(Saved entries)

.....

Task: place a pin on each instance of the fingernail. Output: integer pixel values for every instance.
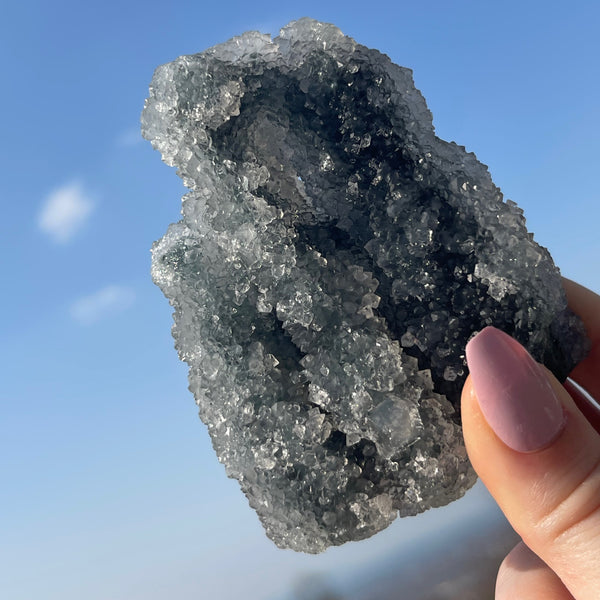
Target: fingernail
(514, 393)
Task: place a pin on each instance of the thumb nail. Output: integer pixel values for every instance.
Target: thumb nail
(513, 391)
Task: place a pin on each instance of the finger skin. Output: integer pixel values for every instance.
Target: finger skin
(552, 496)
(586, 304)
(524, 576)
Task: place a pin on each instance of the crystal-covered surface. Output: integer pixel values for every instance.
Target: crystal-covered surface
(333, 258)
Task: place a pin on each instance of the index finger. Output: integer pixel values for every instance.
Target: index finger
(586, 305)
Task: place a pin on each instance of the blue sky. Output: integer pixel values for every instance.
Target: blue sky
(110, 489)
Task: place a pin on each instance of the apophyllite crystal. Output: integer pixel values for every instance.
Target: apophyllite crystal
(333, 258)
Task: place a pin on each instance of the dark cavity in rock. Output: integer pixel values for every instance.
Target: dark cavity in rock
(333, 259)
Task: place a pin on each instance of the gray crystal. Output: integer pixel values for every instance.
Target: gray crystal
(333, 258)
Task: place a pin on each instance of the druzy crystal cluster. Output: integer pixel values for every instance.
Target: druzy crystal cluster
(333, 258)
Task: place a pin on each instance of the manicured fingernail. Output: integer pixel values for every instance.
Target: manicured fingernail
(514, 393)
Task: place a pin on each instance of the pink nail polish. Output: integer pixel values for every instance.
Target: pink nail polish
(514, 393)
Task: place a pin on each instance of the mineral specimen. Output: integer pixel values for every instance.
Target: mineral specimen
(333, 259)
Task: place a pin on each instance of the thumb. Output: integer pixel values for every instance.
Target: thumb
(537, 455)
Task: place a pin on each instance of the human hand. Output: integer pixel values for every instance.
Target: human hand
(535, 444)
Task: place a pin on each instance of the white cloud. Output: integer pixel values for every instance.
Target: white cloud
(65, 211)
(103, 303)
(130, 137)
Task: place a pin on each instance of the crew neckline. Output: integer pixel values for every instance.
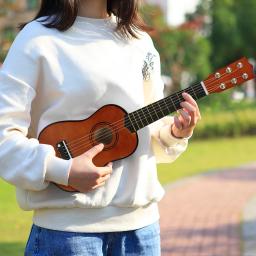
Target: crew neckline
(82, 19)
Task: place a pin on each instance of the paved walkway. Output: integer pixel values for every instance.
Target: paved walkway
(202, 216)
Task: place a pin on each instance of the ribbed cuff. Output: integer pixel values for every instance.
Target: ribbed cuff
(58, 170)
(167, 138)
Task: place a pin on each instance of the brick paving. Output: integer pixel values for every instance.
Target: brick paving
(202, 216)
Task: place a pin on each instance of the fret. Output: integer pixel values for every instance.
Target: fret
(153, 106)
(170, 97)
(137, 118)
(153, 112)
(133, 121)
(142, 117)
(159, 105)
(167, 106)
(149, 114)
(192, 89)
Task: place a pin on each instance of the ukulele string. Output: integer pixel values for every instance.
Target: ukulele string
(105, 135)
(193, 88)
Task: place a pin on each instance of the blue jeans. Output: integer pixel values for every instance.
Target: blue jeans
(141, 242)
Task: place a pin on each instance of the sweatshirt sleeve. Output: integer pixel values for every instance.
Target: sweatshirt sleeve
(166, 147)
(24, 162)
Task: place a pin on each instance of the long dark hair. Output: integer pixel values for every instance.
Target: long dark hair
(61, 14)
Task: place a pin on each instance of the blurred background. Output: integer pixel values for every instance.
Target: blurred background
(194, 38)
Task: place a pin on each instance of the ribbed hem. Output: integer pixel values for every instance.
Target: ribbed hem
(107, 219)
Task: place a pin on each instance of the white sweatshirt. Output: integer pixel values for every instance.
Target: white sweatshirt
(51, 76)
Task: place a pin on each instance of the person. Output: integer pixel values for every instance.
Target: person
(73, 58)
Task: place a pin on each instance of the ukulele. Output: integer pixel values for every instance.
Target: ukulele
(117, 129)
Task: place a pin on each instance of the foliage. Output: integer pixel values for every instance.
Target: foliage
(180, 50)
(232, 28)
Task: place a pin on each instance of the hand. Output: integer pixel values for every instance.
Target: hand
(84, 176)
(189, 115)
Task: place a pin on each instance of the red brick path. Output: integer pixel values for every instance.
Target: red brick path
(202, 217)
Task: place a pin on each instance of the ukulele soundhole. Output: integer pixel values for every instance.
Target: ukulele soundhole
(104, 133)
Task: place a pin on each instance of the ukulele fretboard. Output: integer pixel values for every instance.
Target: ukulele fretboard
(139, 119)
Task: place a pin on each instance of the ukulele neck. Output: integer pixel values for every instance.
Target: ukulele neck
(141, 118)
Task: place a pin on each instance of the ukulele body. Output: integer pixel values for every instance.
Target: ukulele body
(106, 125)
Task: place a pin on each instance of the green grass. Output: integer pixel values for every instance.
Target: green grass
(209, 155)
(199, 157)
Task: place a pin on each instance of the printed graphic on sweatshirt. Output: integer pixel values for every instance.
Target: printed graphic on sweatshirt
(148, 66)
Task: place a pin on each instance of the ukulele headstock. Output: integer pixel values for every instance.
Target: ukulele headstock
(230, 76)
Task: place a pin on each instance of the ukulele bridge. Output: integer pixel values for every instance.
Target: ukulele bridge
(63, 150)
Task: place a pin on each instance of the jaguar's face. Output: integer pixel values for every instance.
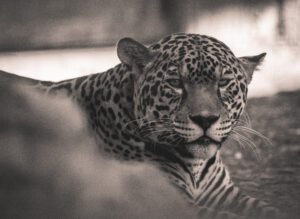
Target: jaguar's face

.....

Return exactly the lines above from the line that has "Target: ukulele soundhole" through the line that has "Task: place a pin on each instance of the ukulele neck.", inclusive, and nothing else.

Target: ukulele soundhole
(104, 133)
Task: place a pin on each instance of the ukulele fretboard. Output: integer pixel values for every instance.
Target: ukulele fretboard
(139, 119)
Task: place a pin on each instance of the ukulele neck. Output: integer pixel values for every instance.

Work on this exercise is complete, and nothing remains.